SOURCE PASSAGE:
########################################

On a Generally Accepted Accounting Principles (GAAP) basis,
earnings per diluted share was $0.57 compared with $0.61 for the
prior year. GAAP earnings per diluted share includes less than
$0.01 in a non-cash tax charge associated with out-of-the money
stock options that expired during the quarter and a $0.02 gain
associated with discontinued operations.
Free cash flow was $204 million for the quarter while on a GAAP
basis the company generated $207 million in cash from operations.
Free cash flow benefited from strong accounts receivable management
and lower levels of finance assets and capital investments. During
the quarter the company paid $74 million of dividends.
Year-to-date, the company has generated $444 million in free cash
flow and on a GAAP basis $483 million in cash from operations,
which was partially used to reduce debt by $179 million.
The company’s results for the quarter are further summarized
below:
Second Quarter*
Adjusted EPS $0.55
Tax Adjustments
($0.00)
GAAP EPS from Continuing Operations $0.54
Discontinued Operations $0.02
GAAP EPS
$0.57
*The sum of the earnings per share does not equal the totals
above due to rounding.
“Despite a challenging economic environment, we remain a healthy
and profitable company that continues to generate significant cash
flow and continues to invest for the future,” noted Pitney Bowes
Chairman, President and CEO Murray D. Martin, “Economic headwinds
and unfavorable currency translation drove declines in revenue and
EBIT year-over-year. However, as a result of significant cost
containment measures, compared with the first quarter we improved
EBIT margins in 6 of our 7 business reporting segments despite flat
revenue. We have reduced costs across the entire business and have
made a shift towards a more variable cost structure. We are
committed to identifying and implementing meaningful structural and
process improvements across the organization, that will reduce
costs and enable continued investment to enhance customer and
shareholder value.
“Looking ahead to the second half of 2009, we have seen a
further slowing of business activity in key international markets,
sales cycles for capital equipment purchases remain long, and we
have not yet seen improvements in key mail-intensive industries
like financial services. As a result, we are reducing our earnings
outlook for the year. However, based on strong cash flow
year-to-date, we are reaffirming our annual free cash flow
guidance.”
Business Segment Results
To provide further insight on the trends of the business, the
company is also furnishing revenue and EBIT results on a sequential
basis, which is a comparison to first quarter results.
Mailstream Solutions revenue declined 10 percent on a
constant currency basis to $936 million. On a reported basis,
revenue declined 15 percent and earnings before interest and taxes
(EBIT) declined 19 percent to $238 million when compared with the
prior year. When compared with the first quarter 2009, reported
revenue increased by one percent and EBIT increased by 3
percent.
Within Mailstream Solutions:
U.S. Mailing revenue declined 8 percent to $505 million and EBIT
declined 12 percent to $195 million when compared with the prior
year. Revenue declined by one percent and EBIT increased by one
percent when compared with the first quarter.
Similar to the first quarter, the segment benefited from the
anticipated higher number of customers with leases becoming
available for renewal and upgrade. Although equipment sales
declined 7 percent compared with the prior year, there was an
improvement in equipment sales on a sequential basis. The company
continued its focus on customer retention by providing customers
with a variety of options to upgrade or retain their existing
equipment. Many customers elected to extend the lease on their
existing equipment. These transactions benefit future period’s
profitability but have a less positive impact on revenue and
profits during the quarter than lease upgrades for new equipment.

########################################

SOURCE MATERIAL:
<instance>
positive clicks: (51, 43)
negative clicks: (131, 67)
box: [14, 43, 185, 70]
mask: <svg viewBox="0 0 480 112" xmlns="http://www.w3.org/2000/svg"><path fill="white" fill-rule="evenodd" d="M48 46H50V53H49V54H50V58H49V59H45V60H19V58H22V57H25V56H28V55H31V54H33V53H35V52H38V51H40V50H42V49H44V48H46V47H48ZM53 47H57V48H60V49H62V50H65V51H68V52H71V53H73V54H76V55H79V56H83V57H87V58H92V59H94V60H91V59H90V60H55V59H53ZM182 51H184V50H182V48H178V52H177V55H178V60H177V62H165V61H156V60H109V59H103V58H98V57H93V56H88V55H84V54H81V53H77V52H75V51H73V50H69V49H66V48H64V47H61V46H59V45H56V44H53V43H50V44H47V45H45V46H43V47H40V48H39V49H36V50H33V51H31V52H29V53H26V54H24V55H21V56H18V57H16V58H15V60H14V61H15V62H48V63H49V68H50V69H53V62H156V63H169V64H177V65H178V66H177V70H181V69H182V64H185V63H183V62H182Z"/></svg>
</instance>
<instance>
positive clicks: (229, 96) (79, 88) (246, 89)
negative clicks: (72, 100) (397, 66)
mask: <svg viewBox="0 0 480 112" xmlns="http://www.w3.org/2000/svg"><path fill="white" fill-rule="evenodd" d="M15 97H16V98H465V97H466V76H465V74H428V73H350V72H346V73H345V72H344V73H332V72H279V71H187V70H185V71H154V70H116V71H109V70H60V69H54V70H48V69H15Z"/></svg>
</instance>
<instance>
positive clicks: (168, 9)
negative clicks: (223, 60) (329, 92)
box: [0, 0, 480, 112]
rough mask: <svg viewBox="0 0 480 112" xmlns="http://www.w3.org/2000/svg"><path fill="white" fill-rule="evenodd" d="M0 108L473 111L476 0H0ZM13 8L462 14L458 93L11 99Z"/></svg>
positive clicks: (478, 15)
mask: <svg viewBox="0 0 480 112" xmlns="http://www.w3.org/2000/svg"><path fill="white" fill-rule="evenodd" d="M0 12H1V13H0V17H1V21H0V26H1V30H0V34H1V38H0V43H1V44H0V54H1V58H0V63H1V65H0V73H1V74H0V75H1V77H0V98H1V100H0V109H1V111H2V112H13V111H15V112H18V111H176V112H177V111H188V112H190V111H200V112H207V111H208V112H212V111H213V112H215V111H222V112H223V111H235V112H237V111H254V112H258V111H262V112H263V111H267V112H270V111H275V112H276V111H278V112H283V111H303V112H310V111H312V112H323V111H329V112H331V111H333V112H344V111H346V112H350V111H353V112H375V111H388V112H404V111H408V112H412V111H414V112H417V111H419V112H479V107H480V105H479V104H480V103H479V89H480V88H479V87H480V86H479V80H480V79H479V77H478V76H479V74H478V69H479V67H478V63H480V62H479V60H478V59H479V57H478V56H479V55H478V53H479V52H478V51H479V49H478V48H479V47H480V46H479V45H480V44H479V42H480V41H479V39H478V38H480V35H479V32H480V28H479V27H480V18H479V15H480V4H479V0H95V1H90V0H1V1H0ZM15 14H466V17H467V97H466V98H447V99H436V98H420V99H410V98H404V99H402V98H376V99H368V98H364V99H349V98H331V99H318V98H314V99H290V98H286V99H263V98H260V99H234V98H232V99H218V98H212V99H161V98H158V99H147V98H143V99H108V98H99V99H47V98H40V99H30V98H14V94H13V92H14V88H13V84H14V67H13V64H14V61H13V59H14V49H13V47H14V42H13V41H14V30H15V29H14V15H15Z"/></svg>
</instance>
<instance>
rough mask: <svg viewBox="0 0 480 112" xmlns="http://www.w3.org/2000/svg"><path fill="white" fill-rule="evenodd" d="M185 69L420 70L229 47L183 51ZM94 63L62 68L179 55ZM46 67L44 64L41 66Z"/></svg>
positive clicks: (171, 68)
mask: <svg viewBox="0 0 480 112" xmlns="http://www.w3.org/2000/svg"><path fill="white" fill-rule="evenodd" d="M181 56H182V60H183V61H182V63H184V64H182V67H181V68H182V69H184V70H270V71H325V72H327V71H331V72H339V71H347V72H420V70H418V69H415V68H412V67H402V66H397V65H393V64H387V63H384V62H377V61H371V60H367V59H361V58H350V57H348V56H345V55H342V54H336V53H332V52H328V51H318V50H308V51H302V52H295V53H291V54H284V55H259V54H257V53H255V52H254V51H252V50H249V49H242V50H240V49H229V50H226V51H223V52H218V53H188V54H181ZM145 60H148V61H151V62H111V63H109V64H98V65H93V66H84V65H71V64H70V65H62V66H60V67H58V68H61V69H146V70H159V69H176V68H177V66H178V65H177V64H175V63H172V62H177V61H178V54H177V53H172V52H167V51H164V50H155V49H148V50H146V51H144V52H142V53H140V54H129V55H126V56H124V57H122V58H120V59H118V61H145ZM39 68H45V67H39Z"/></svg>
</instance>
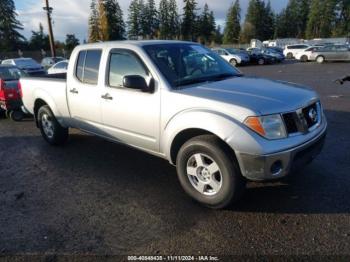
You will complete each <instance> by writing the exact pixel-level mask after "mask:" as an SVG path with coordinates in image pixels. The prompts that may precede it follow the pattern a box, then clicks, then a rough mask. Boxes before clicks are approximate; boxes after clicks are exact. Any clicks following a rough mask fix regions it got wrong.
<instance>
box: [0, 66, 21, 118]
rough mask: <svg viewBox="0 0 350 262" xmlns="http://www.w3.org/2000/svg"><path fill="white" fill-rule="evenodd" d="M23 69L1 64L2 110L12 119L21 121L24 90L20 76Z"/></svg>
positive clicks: (1, 100)
mask: <svg viewBox="0 0 350 262" xmlns="http://www.w3.org/2000/svg"><path fill="white" fill-rule="evenodd" d="M21 75H22V73H21V71H20V70H19V69H18V68H17V67H14V66H5V65H0V112H1V113H4V112H5V113H6V116H7V117H10V118H11V119H12V120H15V121H20V120H22V119H23V117H24V113H23V111H22V105H23V104H22V90H21V85H20V82H19V78H20V76H21Z"/></svg>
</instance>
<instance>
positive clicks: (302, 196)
mask: <svg viewBox="0 0 350 262" xmlns="http://www.w3.org/2000/svg"><path fill="white" fill-rule="evenodd" d="M240 70H241V71H243V72H244V73H245V74H247V75H256V76H261V77H267V78H273V79H282V80H286V81H291V82H297V83H302V84H305V85H308V86H311V87H313V88H315V89H316V90H317V91H318V92H319V93H320V95H321V98H322V102H323V105H324V108H325V112H326V115H327V117H328V121H329V132H328V137H327V142H326V145H325V148H324V151H323V153H322V154H321V155H320V156H319V157H318V158H317V159H316V160H315V161H314V162H313V164H312V165H310V166H308V167H307V168H306V169H305V170H303V171H302V172H300V173H298V174H295V176H293V177H291V178H289V179H288V180H285V181H282V182H277V183H264V184H258V183H249V184H248V190H247V192H246V194H245V196H244V198H243V199H242V200H241V201H240V202H239V203H238V204H237V205H236V206H235V207H234V208H232V209H230V210H223V211H213V210H209V209H206V208H203V207H201V206H199V205H198V204H196V203H195V202H193V201H192V200H191V199H190V198H189V197H187V196H186V195H185V193H184V192H183V191H182V189H181V187H180V185H179V183H178V181H177V178H176V173H175V168H174V167H172V166H170V165H169V164H168V163H167V162H166V161H164V160H162V159H158V158H155V157H152V156H149V155H147V154H145V153H142V152H139V151H135V150H133V149H130V148H127V147H124V146H121V145H117V144H113V143H110V142H106V141H103V140H101V139H99V138H96V137H92V136H88V135H84V134H81V133H79V132H78V131H74V132H73V135H72V136H71V138H70V140H69V143H68V144H67V145H66V146H64V147H62V148H55V147H50V146H49V145H47V144H46V143H45V142H44V140H43V139H42V138H41V136H40V134H39V131H38V130H37V129H36V128H35V127H34V123H33V122H32V121H24V122H21V123H15V122H11V121H9V120H5V119H0V214H1V215H0V253H1V254H2V255H11V254H29V253H30V254H33V253H36V254H44V253H46V254H47V253H51V254H52V253H54V254H57V253H58V254H98V255H105V254H107V255H120V254H123V255H136V254H140V255H144V254H149V255H150V254H152V255H155V254H166V255H169V254H176V255H198V254H204V255H251V254H253V255H254V254H255V255H262V254H266V255H290V254H294V255H301V254H308V255H350V150H349V148H350V84H347V85H346V86H344V87H340V86H337V85H335V84H334V83H332V80H334V79H335V78H337V77H340V76H343V75H345V74H346V73H348V74H350V64H345V63H332V64H325V65H317V64H312V63H311V64H299V63H285V64H283V65H271V66H251V67H241V68H240Z"/></svg>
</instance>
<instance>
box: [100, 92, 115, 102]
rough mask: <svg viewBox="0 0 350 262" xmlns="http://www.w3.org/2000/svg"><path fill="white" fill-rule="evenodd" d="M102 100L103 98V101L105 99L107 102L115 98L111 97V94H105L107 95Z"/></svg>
mask: <svg viewBox="0 0 350 262" xmlns="http://www.w3.org/2000/svg"><path fill="white" fill-rule="evenodd" d="M101 98H103V99H105V100H113V97H111V95H110V94H108V93H107V94H105V95H103V96H101Z"/></svg>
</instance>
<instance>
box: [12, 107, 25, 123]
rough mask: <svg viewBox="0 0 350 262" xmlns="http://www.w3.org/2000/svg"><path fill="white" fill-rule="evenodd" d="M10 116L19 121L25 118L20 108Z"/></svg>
mask: <svg viewBox="0 0 350 262" xmlns="http://www.w3.org/2000/svg"><path fill="white" fill-rule="evenodd" d="M9 116H10V118H11V120H12V121H15V122H19V121H22V120H23V118H24V113H23V112H22V111H20V110H15V111H11V112H10V115H9Z"/></svg>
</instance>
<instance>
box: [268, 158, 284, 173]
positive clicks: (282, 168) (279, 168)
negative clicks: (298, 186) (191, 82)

########################################

INSTRUCTIONS:
1. Decide whether each statement agrees with the Pitney Bowes earnings report. Answer yes or no, and quote the words of the report that settle it: (a) Free cash flow for the quarter was $204 million. (b) Mailstream Solutions revenue fell 10 percent on a reported basis compared with the prior year. (c) The company lowered its annual free cash flow guidance.
2. Reproduce the Pitney Bowes earnings report word for word, from "On a Generally" up to and including "with discontinued operations.".
3. Resume the Pitney Bowes earnings report after its final sentence, and continue in the same style.

ANSWERS BELOW:
1.
(a) Yes: "Free cash flow was $204 million for the quarter"
(b) No: "On a reported basis, revenue declined 15 percent"
(c) No: "we are reaffirming our annual free cash flow guidance"

2.
On a Generally Accepted Accounting Principles (GAAP) basis,
earnings per diluted share was $0.57 compared with $0.61 for the
prior year. GAAP earnings per diluted share includes less than
$0.01 in a non-cash tax charge associated with out-of-the money
stock options that expired during the quarter and a $0.02 gain
associated with discontinued operations.

3.
The quarter’s revenue and EBIT reflect lower levels of business
activity and the related lower financing revenue, meter rentals,
and supplies sales versus the prior year.
International Mailing revenue declined 14 percent on a constant
currency basis to $218 million. On a reported basis, revenue
declined 28 percent with 14 points of decline due to an adverse
currency impact when compared with the prior year. EBIT declined 47
percent to $27 million. Adjusting for the legal settlement received
during the second quarter last year, EBIT would have declined 38
percent. Reported revenue declined by 8 percent and EBIT declined
13 percent when compared with the first quarter.
Economic conditions internationally appear to be lagging the
U.S. This has resulted in ongoing deferred capital purchases for
mailing equipment and delays by customers in adding new services.
This was particularly noticeable in Canada, Asia and certain key
markets in Europe. In addition to a lower level of revenue during
the quarter, EBIT was adversely affected by changes in currency
rates that increased some product costs.
Worldwide Production Mail revenue declined 7 percent on a
constant currency basis to $130 million. On a reported basis,
revenue declined 13 percent with 6 points of the decline due to an
adverse currency impact compared with the prior year. EBIT declined
32 percent to $10 million. Reported revenue increased 19 percent
and EBIT doubled when compared with the first quarter.
Customers worldwide continued to defer making large capital
investments and as a result are keeping existing equipment longer
than usual. This trend again resulted in increased service revenue.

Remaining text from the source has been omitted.